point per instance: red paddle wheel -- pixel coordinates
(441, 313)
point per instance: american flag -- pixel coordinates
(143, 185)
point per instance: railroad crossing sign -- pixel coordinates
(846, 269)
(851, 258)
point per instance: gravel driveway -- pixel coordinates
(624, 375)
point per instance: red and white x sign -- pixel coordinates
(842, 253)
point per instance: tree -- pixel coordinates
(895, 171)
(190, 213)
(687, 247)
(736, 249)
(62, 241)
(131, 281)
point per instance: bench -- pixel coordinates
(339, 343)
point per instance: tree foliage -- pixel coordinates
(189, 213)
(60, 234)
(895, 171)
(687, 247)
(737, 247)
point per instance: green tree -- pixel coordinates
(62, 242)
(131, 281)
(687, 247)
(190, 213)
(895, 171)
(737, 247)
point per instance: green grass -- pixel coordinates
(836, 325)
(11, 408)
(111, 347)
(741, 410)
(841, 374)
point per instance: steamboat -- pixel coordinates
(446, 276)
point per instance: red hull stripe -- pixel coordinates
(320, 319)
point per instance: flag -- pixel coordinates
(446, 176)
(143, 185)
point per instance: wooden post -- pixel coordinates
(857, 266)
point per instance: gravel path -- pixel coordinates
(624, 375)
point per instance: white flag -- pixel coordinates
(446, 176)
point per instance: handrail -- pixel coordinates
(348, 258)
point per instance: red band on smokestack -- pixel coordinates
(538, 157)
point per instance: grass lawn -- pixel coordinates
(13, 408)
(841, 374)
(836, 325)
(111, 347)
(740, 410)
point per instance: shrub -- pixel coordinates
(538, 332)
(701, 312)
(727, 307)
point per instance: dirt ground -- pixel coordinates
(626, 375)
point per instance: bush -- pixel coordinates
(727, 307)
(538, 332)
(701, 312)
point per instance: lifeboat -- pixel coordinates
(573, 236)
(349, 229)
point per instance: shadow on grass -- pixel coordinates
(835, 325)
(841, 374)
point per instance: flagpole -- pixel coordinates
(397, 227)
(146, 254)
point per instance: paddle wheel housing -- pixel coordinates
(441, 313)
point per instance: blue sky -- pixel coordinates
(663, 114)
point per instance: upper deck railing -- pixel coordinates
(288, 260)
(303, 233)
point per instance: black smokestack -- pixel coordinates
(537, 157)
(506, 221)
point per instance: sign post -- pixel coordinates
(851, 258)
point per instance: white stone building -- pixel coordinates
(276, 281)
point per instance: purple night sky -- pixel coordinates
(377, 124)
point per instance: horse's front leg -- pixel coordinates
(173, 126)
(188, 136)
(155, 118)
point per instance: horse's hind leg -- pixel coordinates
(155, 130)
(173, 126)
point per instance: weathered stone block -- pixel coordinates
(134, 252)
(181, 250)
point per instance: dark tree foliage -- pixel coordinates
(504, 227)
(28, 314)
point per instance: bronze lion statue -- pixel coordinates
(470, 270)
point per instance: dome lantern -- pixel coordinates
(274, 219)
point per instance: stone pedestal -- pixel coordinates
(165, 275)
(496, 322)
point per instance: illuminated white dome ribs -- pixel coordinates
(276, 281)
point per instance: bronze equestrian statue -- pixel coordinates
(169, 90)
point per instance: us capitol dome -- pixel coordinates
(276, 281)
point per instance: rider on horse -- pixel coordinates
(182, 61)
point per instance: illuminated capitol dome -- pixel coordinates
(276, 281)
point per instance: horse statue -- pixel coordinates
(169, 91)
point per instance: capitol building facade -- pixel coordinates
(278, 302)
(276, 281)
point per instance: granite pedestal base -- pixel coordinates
+ + +
Problem requirements » Please transcribe only the portion of the material that starts at the line containing "point per instance: horse's front" and runs through its last line, inclusive, exactly as given.

Solution to this problem »
point per instance: horse's front leg -- pixel coordinates
(173, 126)
(188, 136)
(155, 118)
point per instance: horse's hind leg -- pixel coordinates
(155, 130)
(173, 126)
point per instance: weathered stone block -- pixel coordinates
(134, 252)
(181, 250)
point per instance: dark tree foliage -- pixel coordinates
(504, 227)
(28, 314)
point per instance: bronze lion statue -- pixel coordinates
(470, 270)
point per instance: dome lantern -- pixel coordinates
(274, 219)
point per instance: stone pedestal -- pixel coordinates
(165, 275)
(496, 322)
point per instance: illuminated white dome ribs -- pixel coordinates
(276, 281)
point per instance: bronze equestrian statue -- pixel coordinates
(169, 90)
point per instance: us capitol dome -- pixel coordinates
(276, 281)
point per instance: rider on horse -- pixel coordinates
(182, 61)
point per instance: illuminated capitol dome -- pixel coordinates
(276, 281)
point per instance: horse statue -- pixel coordinates
(169, 91)
point per instance: capitol building facade -- pixel coordinates
(278, 302)
(276, 281)
point per instance: granite pedestal base -- pixel coordinates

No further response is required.